▶ **TRECHO SELECIONADO**:
--------

Examinando os inquéritos, dos 108 investigados na capital, a polícia identificou elementos suficientes para qualificar 47 deles (44%) como feminicídios. Em Niterói e São Gonçalo, foram 26 homicídios de mulheres, 16 (67%) motivados pela condição de sexo feminino da vítima. Já a DH da Baixada não informou quantos foram os assassinatos de mulheres no período, mas caracterizou 51 mortes como feminicídios. Assim, apenas nessas três áreas da Região Metropolitana, sem contabilizar os casos do interior, foram constatados 114 feminicídios, uma média de um a cada três dias.

São histórias de brutalidade que como a que aconteceu no fim de 2016 em Copacabana. Para comemorar o aniversário do marido, uma jovem deixou um recado no espelho do guarda-roupas do casal com a frase “Obrigado por fazer parte da minha vida. Te amo!”. Dias depois, ele usou um martelo para matá-la e cortar a boca da mulher, deixando seu rosto como o do personagem Coringa.

— Observando os casos, conseguimos traçar um perfil dos assassinos. É muito comum eles desconfigurarem a face das vítimas, por conta dos ciúmes, como se pensassem que ninguém mais poderá ver a beleza delas — comenta Marcela.

Com requintes de atrocidade, há outros traços que costumam se repetir nos feminicídios. Frequentemente os crimes acontecem dentro da residência das mulheres — sem que haja sinais de arrombamento —, próximo à casa delas ou em lugares que fazem parte da rotina das vítimas. Asfixia, sufocamento e facadas são comuns. Assim como um histórico de violência anterior, muitas vezes relatado pela família ou pessoas próximas às mulheres mortas.

--------

▶ **DADOS DO CONJUNTO**:
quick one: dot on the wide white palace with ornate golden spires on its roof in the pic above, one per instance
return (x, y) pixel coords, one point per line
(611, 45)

--------

Dê continuidade ao texto sobre feminicídios a partir do ponto em que ele termina. As linhas formam um material independente do texto sobre feminicídios.

Números que chocam

Delegada diz que maior parte dos crimes é reflexo do machismo que ainda permeia a sociedade

Os assassinos, por sua vez, muitas vezes simulem latrocínios ou suicídios. Mas, pelo menos no Rio, fechado o cerco contra os criminosos, a maioria acaba confessando o crime. Num caso do início deste ano, marido e mulher voltavam para Paciência, na Zona Oeste, depois de deixarem o filho na Rodoviária Novo Rio. Num primeiro depoimento, ele contou que o casal tinha sido encurralado por três bandidos e que a mulher foi morta quando ele estava desacordado, após ter apanhado dos supostos assaltantes. A polícia desconfiou de incoerências no relato. Ele, então, admitiu que a matou, alegando ter ouvido conversas dela com uma amiga sobre outro homem. Em depoimento, foi além: disse que depois de agredi-la, imaginou seria preso, enquadrado na Lei Maria da Penha. Supôs que ela ficaria com sua casa, enquanto ele, preso, passaria como “otário”. Já que iria mesmo parar no presídio, afirmou, resolveu matá-la.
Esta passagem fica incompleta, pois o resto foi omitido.